▶ **TASK**: Count how many lines in the data below contain the string "correct", treating uppercase and lowercase letters as distinct, and report only that number.

** PROVIDED ENTRIES follows **

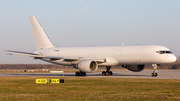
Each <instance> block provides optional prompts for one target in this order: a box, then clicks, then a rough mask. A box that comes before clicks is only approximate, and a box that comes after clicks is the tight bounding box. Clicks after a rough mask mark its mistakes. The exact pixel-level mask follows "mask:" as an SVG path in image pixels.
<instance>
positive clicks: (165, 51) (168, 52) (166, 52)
mask: <svg viewBox="0 0 180 101" xmlns="http://www.w3.org/2000/svg"><path fill="white" fill-rule="evenodd" d="M158 53H159V54H172V52H171V51H159V52H158Z"/></svg>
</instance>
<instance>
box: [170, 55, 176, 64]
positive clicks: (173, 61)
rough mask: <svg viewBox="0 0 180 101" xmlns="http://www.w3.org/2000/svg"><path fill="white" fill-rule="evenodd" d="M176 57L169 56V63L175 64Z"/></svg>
mask: <svg viewBox="0 0 180 101" xmlns="http://www.w3.org/2000/svg"><path fill="white" fill-rule="evenodd" d="M176 59H177V58H176V56H175V55H170V56H169V62H175V61H176Z"/></svg>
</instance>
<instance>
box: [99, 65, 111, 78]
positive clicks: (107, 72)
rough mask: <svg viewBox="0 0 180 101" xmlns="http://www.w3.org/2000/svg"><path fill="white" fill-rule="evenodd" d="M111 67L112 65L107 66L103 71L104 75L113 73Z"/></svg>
mask: <svg viewBox="0 0 180 101" xmlns="http://www.w3.org/2000/svg"><path fill="white" fill-rule="evenodd" d="M110 69H111V66H107V67H106V71H103V72H102V75H103V76H105V75H106V76H108V75H113V73H112V71H110Z"/></svg>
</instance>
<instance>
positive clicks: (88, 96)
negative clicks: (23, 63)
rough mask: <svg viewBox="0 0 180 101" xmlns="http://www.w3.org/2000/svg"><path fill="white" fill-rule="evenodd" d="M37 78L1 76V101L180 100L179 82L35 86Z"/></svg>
mask: <svg viewBox="0 0 180 101" xmlns="http://www.w3.org/2000/svg"><path fill="white" fill-rule="evenodd" d="M40 78H45V77H1V78H0V99H1V100H3V101H12V100H13V101H14V100H26V101H40V100H42V101H43V100H46V101H54V100H57V101H61V100H69V101H70V100H86V101H92V100H96V101H99V100H101V101H109V100H113V101H119V100H125V101H129V100H133V101H144V100H147V101H148V100H154V101H156V100H161V101H165V100H177V101H178V100H180V80H159V79H121V78H85V77H73V78H69V77H64V79H65V83H61V84H36V83H35V79H40ZM53 78H54V77H52V78H49V79H53ZM62 78H63V77H59V78H58V79H62ZM46 79H48V78H46Z"/></svg>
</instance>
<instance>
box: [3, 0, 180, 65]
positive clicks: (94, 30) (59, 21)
mask: <svg viewBox="0 0 180 101" xmlns="http://www.w3.org/2000/svg"><path fill="white" fill-rule="evenodd" d="M28 16H36V17H37V19H38V20H39V22H40V23H41V25H42V27H43V29H44V30H45V32H46V33H47V34H48V36H49V38H50V39H51V41H52V42H53V44H55V45H57V46H89V45H122V43H125V45H127V44H157V45H163V46H166V47H168V48H170V49H171V50H172V51H173V52H174V54H175V55H176V56H178V55H180V47H179V45H180V0H29V1H28V0H0V45H1V49H0V64H19V63H24V64H26V63H28V64H31V63H45V62H41V61H39V60H33V59H32V58H28V57H12V56H7V55H5V54H6V52H4V50H6V49H11V50H21V51H33V50H35V49H36V47H35V43H34V39H33V35H32V30H31V26H30V22H29V18H28Z"/></svg>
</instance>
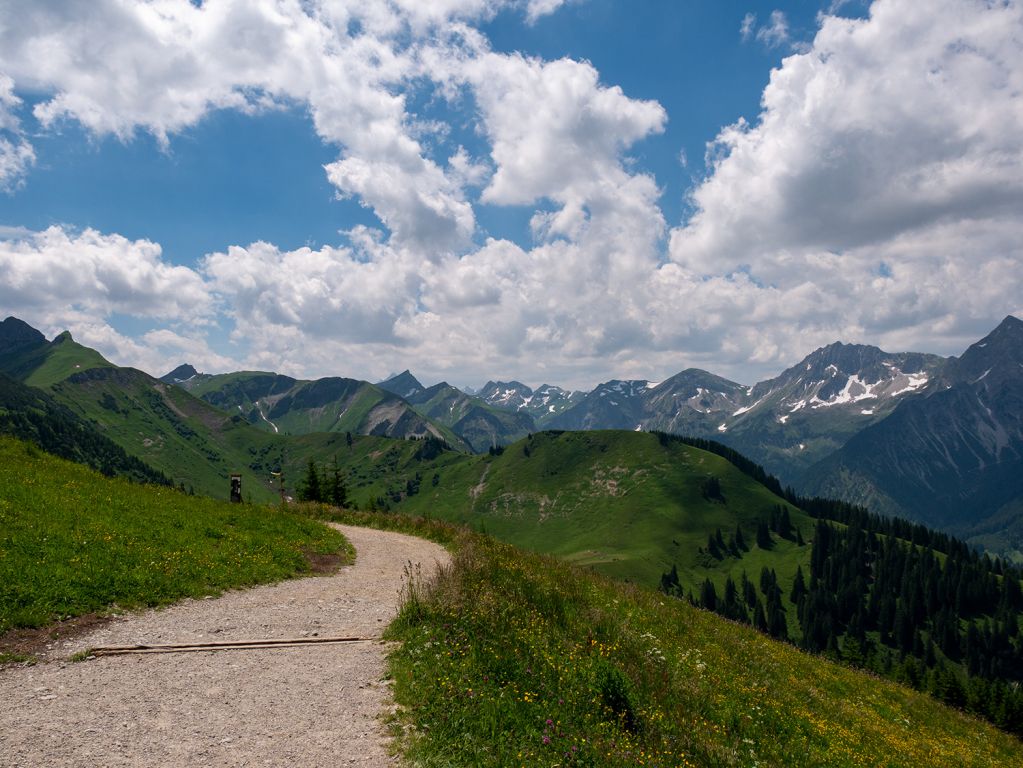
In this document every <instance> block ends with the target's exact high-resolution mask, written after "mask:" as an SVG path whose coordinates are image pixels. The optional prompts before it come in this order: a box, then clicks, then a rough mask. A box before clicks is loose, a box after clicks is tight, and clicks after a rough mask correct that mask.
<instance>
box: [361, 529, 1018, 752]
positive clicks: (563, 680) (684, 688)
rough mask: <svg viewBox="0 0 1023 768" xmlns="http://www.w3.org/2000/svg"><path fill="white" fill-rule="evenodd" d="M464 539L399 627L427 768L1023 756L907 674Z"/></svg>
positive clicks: (407, 691)
mask: <svg viewBox="0 0 1023 768" xmlns="http://www.w3.org/2000/svg"><path fill="white" fill-rule="evenodd" d="M345 518H346V519H347V522H350V523H353V524H360V523H361V524H365V523H367V522H371V523H377V524H385V525H388V526H394V525H398V526H401V527H403V528H404V530H407V531H409V532H413V533H418V534H419V535H427V536H432V537H434V538H439V539H443V540H450V539H451V538H456V545H455V557H454V561H453V564H452V566H451V567H450V568H449V569H448V570H446V571H445V572H443V573H442V575H441V576H440V578H439V579H438V580H437V581H436V582H434V583H431V584H426V583H422V582H421V581H416V580H414V579H413V581H412V582H411V583H410V585H409V586H408V587H406V589H405V591H404V595H403V596H404V605H403V608H402V611H401V613H400V615H399V618H398V620H397V621H396V622H395V623H394V624H393V625H392V627H391V628H390V630H389V633H390V636H391V637H392V638H393V639H397V640H400V641H401V642H402V644H401V646H400V647H399V648H398V649H396V650H395V651H394V653H393V654H392V658H391V672H392V676H393V678H394V681H395V695H396V698H397V699H398V703H399V705H400V709H399V711H398V714H397V716H396V721H395V729H396V732H397V733H398V734H399V746H400V749H401V751H402V752H403V753H404V756H405V758H406V760H408V761H409V762H410V763H412V764H415V765H420V766H550V765H562V766H594V767H597V766H608V767H609V768H610V767H614V768H618V767H620V766H624V765H647V766H669V765H670V766H754V765H759V766H786V767H788V766H807V767H810V766H813V767H817V766H891V767H892V768H895V767H898V766H907V767H913V768H919V767H920V766H935V767H938V766H940V767H941V768H945V767H946V766H953V765H954V766H991V767H993V766H999V767H1000V766H1017V765H1023V744H1021V743H1020V741H1018V740H1017V739H1016V738H1014V737H1012V736H1010V735H1008V734H1005V733H1003V732H1000V731H998V730H996V729H995V728H993V727H992V726H990V725H989V724H986V723H984V722H981V721H979V720H977V719H975V718H973V717H970V716H969V715H966V714H964V713H962V712H960V711H957V710H953V709H949V708H947V707H945V706H943V705H941V704H939V703H937V702H935V701H934V699H932V698H930V697H929V696H927V695H924V694H921V693H917V692H915V691H913V690H910V689H908V688H905V687H903V686H900V685H898V684H895V683H891V682H887V681H883V680H879V679H878V678H876V677H874V676H872V675H868V674H864V673H861V672H857V671H855V670H850V669H848V668H845V667H841V666H839V665H836V664H833V663H831V662H829V661H827V660H825V659H822V658H819V657H814V656H811V654H808V653H804V652H802V651H799V650H797V649H795V648H793V647H791V646H789V645H786V644H783V643H780V642H776V641H773V640H771V639H769V638H768V637H766V636H764V635H762V634H760V633H758V632H755V631H753V630H752V629H750V628H748V627H744V626H740V625H737V624H733V623H731V622H728V621H726V620H723V619H721V618H720V617H717V616H715V615H713V614H710V613H707V612H704V611H700V609H697V608H694V607H692V606H691V605H688V604H687V603H685V602H684V601H678V600H670V599H665V598H664V596H663V595H661V594H659V593H657V592H655V591H653V590H649V589H643V588H638V587H634V586H629V585H623V584H621V583H620V582H616V581H611V580H608V579H606V578H604V577H602V576H599V575H597V574H594V573H592V572H591V571H590V570H588V569H579V568H578V567H575V566H572V564H571V563H567V562H565V561H564V560H561V559H554V558H550V557H546V556H543V555H536V554H531V553H526V552H523V551H522V550H519V549H517V548H515V547H511V546H508V545H504V544H500V543H497V542H496V541H494V540H493V539H492V538H490V537H484V536H480V535H472V534H466V533H462V534H460V535H459V534H457V533H452V531H451V529H450V528H444V527H442V526H441V525H440V524H437V523H435V522H429V521H421V519H420V521H419V522H418V523H414V522H412V521H411V519H410V518H408V517H405V516H400V515H383V516H382V515H372V516H370V515H366V514H364V513H362V514H359V513H347V514H346V516H345Z"/></svg>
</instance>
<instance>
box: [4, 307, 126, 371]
mask: <svg viewBox="0 0 1023 768" xmlns="http://www.w3.org/2000/svg"><path fill="white" fill-rule="evenodd" d="M11 321H14V318H8V319H7V320H6V321H4V325H5V327H4V329H3V330H4V332H5V333H10V330H11V329H10V327H9V326H10V325H11ZM15 322H17V321H15ZM21 325H24V323H23V324H21ZM25 328H26V329H27V336H28V337H25V338H23V340H19V343H18V344H16V345H10V346H8V347H5V348H4V349H2V350H0V371H3V372H4V373H6V374H7V375H9V376H11V377H13V378H16V379H18V380H21V381H24V382H25V383H26V385H29V386H30V387H43V388H45V387H50V386H51V385H53V383H56V382H57V381H60V380H62V379H64V378H66V377H68V376H70V375H72V374H73V373H77V372H81V371H84V370H89V369H90V368H113V367H114V365H113V364H112V363H109V362H107V361H106V360H105V359H104V358H103V356H102V355H100V354H99V353H98V352H96V351H95V350H92V349H89V348H88V347H83V346H82V345H80V344H79V343H78V342H76V341H75V340H74V338H72V335H71V333H69V332H68V331H66V330H65V331H64V332H63V333H61V334H59V335H58V336H57V337H56V338H54V340H53V341H52V342H47V341H46V340H45V338H44V337H43V335H42V334H41V333H39V332H38V331H36V330H35V329H33V328H30V327H29V326H25Z"/></svg>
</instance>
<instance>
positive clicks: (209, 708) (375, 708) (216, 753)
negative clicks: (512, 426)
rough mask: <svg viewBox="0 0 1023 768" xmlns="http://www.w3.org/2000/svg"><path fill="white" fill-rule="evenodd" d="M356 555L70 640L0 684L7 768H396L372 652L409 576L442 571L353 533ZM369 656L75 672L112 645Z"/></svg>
mask: <svg viewBox="0 0 1023 768" xmlns="http://www.w3.org/2000/svg"><path fill="white" fill-rule="evenodd" d="M342 532H343V533H344V534H345V536H346V537H347V538H348V539H349V541H351V543H352V545H353V546H354V547H355V550H356V552H357V556H356V561H355V564H354V566H351V567H346V568H342V569H341V570H340V571H339V572H338V573H337V574H336V575H333V576H324V577H315V578H307V579H298V580H294V581H287V582H281V583H279V584H274V585H270V586H263V587H255V588H253V589H246V590H237V591H233V592H228V593H226V594H224V595H223V596H221V597H218V598H210V599H198V600H183V601H181V602H180V603H177V604H175V605H172V606H170V607H167V608H162V609H160V611H149V612H145V613H141V614H133V615H130V616H121V617H117V618H112V620H110V621H109V622H106V623H105V624H103V625H102V626H100V627H98V628H96V629H94V631H92V632H88V633H85V632H82V633H81V636H79V637H77V638H75V639H74V640H71V641H69V640H66V639H65V638H64V636H61V637H60V639H59V640H56V641H54V642H53V647H51V648H47V649H46V651H45V652H44V653H41V654H40V662H39V664H37V665H36V666H34V667H26V666H20V665H10V666H9V667H8V668H6V669H3V670H0V689H2V690H3V695H2V696H0V755H2V756H3V757H2V759H0V763H3V765H4V766H11V767H12V768H14V767H15V766H50V765H60V766H83V767H84V766H94V765H106V766H125V767H127V766H132V768H158V767H159V768H163V767H164V766H167V765H189V766H191V765H195V766H203V765H207V766H225V768H226V767H229V766H269V765H273V766H284V765H300V766H304V765H339V766H354V765H358V766H361V767H362V768H385V767H390V766H394V765H396V763H397V760H396V758H393V757H391V756H390V755H389V748H390V742H389V739H388V735H387V730H386V728H385V726H384V724H383V722H382V716H384V715H386V713H387V712H389V711H390V710H391V709H392V708H393V703H392V701H391V698H390V690H389V686H390V681H389V680H388V679H387V668H386V664H385V657H386V653H387V650H388V645H387V644H385V643H383V642H382V641H381V640H379V639H375V638H379V637H380V636H381V633H382V631H383V629H384V627H386V626H387V624H388V623H389V622H390V621H391V619H392V618H393V617H394V615H395V612H396V611H397V607H398V594H399V589H400V587H401V583H402V578H403V572H404V569H405V568H406V566H407V563H408V562H409V561H411V562H412V563H422V567H424V568H422V571H424V576H425V577H429V576H430V575H432V573H433V568H434V566H435V563H441V562H446V561H447V553H446V552H445V551H444V550H443V549H442V548H441V547H438V546H437V545H436V544H431V543H430V542H426V541H422V540H421V539H414V538H412V537H408V536H403V535H401V534H395V533H390V532H383V531H369V530H365V529H358V528H351V527H343V528H342ZM327 636H336V637H341V636H344V637H360V638H368V639H367V640H365V641H360V642H348V643H322V644H311V645H303V646H300V647H248V648H244V649H230V650H215V651H209V652H187V653H150V654H135V656H109V657H99V658H96V659H93V660H90V661H85V662H82V663H79V664H71V663H68V661H66V660H68V659H69V657H70V656H73V654H77V653H80V652H81V651H82V650H84V649H86V648H92V647H97V646H104V645H137V644H147V645H153V644H198V643H210V642H211V641H215V642H225V643H232V642H233V643H235V644H237V643H238V642H240V641H251V640H279V639H281V638H298V637H327Z"/></svg>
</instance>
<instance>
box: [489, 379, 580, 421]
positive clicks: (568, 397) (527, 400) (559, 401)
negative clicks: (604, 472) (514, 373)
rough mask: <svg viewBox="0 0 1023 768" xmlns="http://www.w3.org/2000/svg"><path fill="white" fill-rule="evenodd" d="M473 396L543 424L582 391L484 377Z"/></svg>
mask: <svg viewBox="0 0 1023 768" xmlns="http://www.w3.org/2000/svg"><path fill="white" fill-rule="evenodd" d="M476 397H478V398H480V399H481V400H483V401H484V402H485V403H487V405H490V406H492V407H494V408H497V409H499V410H502V411H509V412H511V413H528V414H529V415H530V416H532V417H533V420H534V421H535V422H536V425H537V426H538V427H544V426H546V425H547V424H548V423H549V422H550V420H551V419H552V418H554V417H555V416H558V415H559V414H561V413H564V412H565V411H567V410H568V409H569V408H571V407H573V406H574V405H576V404H577V403H578V402H579V401H580V400H582V398H583V393H581V392H569V391H568V390H563V389H562V388H561V387H554V386H552V385H546V383H545V385H541V386H540V387H537V388H536V389H535V390H533V389H531V388H529V387H527V386H526V385H524V383H523V382H522V381H487V382H486V383H485V385H484V386H483V388H482V389H481V390H480V391H479V392H477V393H476Z"/></svg>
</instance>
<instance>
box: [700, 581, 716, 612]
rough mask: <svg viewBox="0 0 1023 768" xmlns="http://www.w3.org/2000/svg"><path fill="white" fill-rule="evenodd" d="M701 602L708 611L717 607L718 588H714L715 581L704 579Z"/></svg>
mask: <svg viewBox="0 0 1023 768" xmlns="http://www.w3.org/2000/svg"><path fill="white" fill-rule="evenodd" d="M700 604H701V605H702V606H703V607H705V608H707V609H708V611H716V609H717V590H715V589H714V582H712V581H711V580H710V579H706V580H704V583H703V586H702V587H701V588H700Z"/></svg>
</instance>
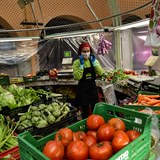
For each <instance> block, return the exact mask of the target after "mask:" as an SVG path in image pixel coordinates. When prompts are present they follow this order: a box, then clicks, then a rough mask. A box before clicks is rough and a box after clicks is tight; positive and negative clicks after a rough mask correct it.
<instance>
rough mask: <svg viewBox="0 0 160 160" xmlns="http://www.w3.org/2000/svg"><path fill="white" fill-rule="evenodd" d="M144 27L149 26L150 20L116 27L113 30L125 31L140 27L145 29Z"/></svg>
mask: <svg viewBox="0 0 160 160" xmlns="http://www.w3.org/2000/svg"><path fill="white" fill-rule="evenodd" d="M144 26H149V19H145V20H141V21H138V22H134V23H130V24H126V25H121V26H118V27H114V28H113V30H125V29H129V28H138V27H144Z"/></svg>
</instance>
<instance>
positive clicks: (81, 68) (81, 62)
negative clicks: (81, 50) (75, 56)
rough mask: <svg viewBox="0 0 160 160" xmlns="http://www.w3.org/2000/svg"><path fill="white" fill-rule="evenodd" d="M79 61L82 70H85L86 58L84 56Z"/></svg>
mask: <svg viewBox="0 0 160 160" xmlns="http://www.w3.org/2000/svg"><path fill="white" fill-rule="evenodd" d="M79 61H80V68H81V69H84V58H83V56H82V55H80V56H79Z"/></svg>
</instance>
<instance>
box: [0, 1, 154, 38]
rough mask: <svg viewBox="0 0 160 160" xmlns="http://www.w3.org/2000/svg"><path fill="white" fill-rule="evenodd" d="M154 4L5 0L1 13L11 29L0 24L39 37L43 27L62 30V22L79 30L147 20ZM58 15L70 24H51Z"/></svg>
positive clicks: (116, 1) (109, 1) (112, 1)
mask: <svg viewBox="0 0 160 160" xmlns="http://www.w3.org/2000/svg"><path fill="white" fill-rule="evenodd" d="M151 4H152V0H5V1H2V2H1V3H0V15H1V19H3V20H4V21H5V22H6V23H5V24H8V25H9V26H10V28H8V26H6V25H5V24H4V23H2V21H1V19H0V25H1V26H2V28H3V29H6V32H7V31H8V33H9V34H10V35H11V36H13V33H15V34H14V35H16V34H17V36H36V35H39V34H40V32H41V30H42V29H43V28H44V27H45V28H46V29H48V28H47V27H50V29H54V28H55V27H57V26H58V27H57V28H59V29H61V30H63V28H64V26H61V25H66V26H65V30H67V31H69V30H70V29H66V28H67V27H69V26H70V24H71V25H72V28H74V29H75V26H76V28H77V30H78V29H80V30H81V29H82V28H83V29H88V28H90V29H101V28H104V27H112V26H118V25H121V24H123V23H124V22H125V24H126V23H130V22H133V21H137V20H139V19H146V18H147V16H148V15H149V14H150V10H151ZM115 15H118V16H115ZM58 17H60V18H61V19H60V20H61V21H63V20H64V21H65V22H66V21H67V23H65V22H64V23H59V21H57V24H56V21H54V23H51V22H53V20H55V19H57V18H58ZM74 25H75V26H74ZM73 26H74V27H73ZM0 33H1V30H0ZM11 33H12V34H11Z"/></svg>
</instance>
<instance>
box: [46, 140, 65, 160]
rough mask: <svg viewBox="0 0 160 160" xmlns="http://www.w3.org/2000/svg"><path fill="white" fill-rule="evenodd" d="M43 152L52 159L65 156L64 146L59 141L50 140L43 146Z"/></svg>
mask: <svg viewBox="0 0 160 160" xmlns="http://www.w3.org/2000/svg"><path fill="white" fill-rule="evenodd" d="M43 154H45V155H46V156H47V157H48V158H50V159H51V160H62V159H63V157H64V147H63V145H62V144H61V143H60V142H58V141H48V142H47V143H46V145H45V146H44V148H43Z"/></svg>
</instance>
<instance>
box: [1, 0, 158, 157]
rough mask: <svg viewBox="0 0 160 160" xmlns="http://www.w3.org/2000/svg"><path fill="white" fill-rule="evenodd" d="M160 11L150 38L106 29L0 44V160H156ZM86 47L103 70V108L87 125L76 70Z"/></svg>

** End of PROVIDED ENTRIES **

▶ **OUTPUT**: 2